- _BRIEF_: Filter the entries below by copying out every line that contains the word "acoustic". Matches are case-sensitive.

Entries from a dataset

============

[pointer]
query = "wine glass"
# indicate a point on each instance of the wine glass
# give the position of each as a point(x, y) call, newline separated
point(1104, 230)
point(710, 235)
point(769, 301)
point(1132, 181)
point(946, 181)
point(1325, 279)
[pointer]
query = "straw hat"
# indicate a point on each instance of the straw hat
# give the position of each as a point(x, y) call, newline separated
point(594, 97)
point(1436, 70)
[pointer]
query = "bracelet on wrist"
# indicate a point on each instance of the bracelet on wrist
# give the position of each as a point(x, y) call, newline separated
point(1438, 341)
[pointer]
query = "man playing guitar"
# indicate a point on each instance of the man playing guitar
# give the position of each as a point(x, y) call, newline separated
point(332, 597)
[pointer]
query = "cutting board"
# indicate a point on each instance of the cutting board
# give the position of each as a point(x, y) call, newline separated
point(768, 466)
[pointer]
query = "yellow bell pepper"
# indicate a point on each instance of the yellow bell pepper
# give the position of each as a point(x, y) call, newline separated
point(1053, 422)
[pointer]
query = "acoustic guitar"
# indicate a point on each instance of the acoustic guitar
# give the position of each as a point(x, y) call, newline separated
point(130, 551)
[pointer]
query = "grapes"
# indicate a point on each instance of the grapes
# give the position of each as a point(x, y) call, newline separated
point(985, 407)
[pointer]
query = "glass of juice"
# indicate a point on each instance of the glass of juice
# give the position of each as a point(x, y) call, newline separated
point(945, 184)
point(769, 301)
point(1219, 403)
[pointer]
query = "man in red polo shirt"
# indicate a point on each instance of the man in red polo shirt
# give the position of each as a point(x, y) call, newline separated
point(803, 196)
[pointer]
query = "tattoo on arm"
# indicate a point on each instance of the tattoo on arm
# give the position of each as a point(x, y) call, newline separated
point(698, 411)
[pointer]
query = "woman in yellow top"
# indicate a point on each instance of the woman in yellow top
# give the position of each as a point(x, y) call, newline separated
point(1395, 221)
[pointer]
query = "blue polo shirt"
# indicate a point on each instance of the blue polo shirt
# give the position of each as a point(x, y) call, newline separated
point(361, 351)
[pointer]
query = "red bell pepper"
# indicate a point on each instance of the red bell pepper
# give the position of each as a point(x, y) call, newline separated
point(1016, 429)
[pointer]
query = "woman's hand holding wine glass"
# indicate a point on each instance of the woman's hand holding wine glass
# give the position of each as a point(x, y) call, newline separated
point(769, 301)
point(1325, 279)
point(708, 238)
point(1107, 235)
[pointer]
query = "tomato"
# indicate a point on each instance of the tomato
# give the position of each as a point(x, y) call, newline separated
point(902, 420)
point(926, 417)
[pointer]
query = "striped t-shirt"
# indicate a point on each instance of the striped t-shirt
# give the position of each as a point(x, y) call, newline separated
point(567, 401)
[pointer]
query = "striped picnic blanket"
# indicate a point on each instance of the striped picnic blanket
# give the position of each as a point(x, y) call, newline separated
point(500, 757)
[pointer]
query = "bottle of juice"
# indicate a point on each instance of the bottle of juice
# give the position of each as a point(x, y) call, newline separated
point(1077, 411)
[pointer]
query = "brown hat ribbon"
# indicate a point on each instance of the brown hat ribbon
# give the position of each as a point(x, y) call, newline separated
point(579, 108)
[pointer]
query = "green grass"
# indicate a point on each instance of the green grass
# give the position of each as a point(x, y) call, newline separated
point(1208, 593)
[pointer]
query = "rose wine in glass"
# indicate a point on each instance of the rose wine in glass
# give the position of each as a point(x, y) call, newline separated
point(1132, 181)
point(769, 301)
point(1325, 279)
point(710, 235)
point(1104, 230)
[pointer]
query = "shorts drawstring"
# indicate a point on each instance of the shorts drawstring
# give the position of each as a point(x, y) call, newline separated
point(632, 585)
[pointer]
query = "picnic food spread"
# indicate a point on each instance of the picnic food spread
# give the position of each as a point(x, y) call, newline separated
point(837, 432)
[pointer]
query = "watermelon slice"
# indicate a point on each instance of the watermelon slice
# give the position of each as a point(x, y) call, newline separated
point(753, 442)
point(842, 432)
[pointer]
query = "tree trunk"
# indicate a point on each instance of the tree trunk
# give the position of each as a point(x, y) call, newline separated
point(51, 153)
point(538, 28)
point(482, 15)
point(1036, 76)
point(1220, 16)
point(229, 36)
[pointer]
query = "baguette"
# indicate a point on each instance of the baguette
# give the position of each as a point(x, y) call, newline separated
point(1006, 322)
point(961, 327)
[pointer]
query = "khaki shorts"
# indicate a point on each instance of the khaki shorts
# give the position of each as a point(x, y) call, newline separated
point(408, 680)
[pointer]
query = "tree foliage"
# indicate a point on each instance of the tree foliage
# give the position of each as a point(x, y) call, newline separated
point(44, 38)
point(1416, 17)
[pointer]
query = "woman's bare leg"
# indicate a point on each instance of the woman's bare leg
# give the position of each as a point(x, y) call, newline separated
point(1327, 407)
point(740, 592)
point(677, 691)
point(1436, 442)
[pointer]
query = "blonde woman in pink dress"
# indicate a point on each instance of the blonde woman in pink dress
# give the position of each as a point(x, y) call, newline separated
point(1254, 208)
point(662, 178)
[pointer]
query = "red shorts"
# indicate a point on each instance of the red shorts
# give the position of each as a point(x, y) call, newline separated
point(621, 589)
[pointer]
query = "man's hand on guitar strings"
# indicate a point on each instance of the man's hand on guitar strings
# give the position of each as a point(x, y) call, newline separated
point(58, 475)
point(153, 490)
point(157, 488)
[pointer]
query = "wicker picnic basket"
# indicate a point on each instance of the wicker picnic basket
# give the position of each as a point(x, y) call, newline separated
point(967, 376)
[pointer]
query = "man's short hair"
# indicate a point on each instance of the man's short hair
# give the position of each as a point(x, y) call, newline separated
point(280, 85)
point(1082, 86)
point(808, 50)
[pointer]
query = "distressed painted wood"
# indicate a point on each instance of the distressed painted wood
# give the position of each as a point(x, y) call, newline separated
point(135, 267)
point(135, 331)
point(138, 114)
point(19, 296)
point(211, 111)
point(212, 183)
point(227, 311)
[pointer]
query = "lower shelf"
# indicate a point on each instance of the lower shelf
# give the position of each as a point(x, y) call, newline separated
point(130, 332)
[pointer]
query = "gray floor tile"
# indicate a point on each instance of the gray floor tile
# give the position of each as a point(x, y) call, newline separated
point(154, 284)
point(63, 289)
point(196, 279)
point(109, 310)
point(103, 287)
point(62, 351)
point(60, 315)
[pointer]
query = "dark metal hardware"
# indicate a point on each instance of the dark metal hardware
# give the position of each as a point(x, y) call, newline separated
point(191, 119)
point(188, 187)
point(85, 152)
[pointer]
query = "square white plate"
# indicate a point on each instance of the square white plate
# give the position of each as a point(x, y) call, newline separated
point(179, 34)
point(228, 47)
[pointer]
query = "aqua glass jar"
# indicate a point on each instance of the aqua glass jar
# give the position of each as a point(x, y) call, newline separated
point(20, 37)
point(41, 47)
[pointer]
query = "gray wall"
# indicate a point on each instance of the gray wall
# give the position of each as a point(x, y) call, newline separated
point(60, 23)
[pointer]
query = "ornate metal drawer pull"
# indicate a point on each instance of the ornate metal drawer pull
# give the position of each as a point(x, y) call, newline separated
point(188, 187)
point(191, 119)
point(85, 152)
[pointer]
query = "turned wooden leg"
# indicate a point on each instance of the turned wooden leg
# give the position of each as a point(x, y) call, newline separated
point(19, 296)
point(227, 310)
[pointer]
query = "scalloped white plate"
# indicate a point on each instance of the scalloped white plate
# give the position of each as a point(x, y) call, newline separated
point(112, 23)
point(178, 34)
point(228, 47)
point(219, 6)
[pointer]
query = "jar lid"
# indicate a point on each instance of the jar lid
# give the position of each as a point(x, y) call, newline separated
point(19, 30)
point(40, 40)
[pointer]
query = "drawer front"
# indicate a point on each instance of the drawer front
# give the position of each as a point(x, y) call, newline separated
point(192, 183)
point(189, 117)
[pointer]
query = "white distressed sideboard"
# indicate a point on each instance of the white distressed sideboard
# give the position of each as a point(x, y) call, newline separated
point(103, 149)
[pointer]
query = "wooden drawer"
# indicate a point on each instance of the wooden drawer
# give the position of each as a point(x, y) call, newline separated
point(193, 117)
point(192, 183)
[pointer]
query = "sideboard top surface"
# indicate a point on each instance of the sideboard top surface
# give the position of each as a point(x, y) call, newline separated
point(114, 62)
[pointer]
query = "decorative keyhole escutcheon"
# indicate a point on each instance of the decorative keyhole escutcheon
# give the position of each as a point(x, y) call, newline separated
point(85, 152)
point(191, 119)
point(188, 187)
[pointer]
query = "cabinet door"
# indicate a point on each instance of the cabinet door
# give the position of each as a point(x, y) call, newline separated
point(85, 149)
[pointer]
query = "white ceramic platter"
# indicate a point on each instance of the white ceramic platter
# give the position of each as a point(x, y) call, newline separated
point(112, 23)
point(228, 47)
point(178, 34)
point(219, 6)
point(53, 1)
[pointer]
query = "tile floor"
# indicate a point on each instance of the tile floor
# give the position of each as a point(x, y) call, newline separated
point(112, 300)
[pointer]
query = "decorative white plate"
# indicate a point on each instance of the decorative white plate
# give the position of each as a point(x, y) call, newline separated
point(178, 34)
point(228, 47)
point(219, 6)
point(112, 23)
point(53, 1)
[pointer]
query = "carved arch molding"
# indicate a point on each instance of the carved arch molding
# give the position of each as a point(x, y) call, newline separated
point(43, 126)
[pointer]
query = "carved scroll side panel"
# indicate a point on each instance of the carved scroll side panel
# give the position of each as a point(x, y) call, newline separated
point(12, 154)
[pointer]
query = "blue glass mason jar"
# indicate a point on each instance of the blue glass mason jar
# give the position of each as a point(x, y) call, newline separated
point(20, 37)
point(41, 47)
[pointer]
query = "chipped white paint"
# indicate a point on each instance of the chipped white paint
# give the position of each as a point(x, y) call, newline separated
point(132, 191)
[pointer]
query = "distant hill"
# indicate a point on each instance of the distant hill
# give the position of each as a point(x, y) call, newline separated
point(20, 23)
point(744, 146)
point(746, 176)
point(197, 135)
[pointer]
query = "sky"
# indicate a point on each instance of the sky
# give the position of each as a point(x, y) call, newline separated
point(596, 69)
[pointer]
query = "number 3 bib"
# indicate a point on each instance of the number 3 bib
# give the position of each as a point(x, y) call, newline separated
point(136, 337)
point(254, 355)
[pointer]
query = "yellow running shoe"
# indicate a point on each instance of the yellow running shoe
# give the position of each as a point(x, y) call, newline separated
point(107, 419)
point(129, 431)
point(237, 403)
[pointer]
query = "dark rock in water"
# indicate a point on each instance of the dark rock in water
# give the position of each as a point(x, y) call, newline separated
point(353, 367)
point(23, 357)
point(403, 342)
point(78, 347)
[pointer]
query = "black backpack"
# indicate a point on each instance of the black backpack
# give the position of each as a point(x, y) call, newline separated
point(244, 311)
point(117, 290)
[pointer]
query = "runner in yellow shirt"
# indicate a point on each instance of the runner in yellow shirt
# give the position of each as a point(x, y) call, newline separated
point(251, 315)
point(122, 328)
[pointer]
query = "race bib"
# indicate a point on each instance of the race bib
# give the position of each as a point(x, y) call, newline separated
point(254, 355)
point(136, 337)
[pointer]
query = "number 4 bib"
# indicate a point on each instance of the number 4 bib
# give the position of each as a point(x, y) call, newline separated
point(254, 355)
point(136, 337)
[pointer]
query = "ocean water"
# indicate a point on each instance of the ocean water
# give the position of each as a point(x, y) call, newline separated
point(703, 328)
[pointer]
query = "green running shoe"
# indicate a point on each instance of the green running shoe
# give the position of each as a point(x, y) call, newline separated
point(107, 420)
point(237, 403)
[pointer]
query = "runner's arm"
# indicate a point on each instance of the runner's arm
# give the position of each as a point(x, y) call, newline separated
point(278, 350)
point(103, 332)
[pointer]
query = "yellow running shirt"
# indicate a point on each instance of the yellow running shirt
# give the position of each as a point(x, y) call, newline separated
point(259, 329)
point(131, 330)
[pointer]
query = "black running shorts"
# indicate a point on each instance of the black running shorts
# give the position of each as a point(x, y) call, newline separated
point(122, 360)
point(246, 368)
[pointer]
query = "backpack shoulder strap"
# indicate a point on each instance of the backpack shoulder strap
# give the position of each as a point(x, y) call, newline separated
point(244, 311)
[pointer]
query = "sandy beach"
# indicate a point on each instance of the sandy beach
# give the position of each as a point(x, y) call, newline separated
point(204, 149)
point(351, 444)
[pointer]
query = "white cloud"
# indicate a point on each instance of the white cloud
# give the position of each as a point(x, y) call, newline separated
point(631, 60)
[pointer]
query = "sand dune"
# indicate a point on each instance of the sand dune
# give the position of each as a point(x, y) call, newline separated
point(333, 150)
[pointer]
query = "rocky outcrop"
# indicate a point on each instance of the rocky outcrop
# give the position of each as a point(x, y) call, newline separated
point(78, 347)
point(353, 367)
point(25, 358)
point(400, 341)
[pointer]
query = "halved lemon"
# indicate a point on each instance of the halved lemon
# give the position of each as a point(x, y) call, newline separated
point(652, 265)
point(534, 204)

============

- _THE COMPLETED TASK_:
query = "acoustic guitar"
# indicate a point on each instance of the acoustic guitar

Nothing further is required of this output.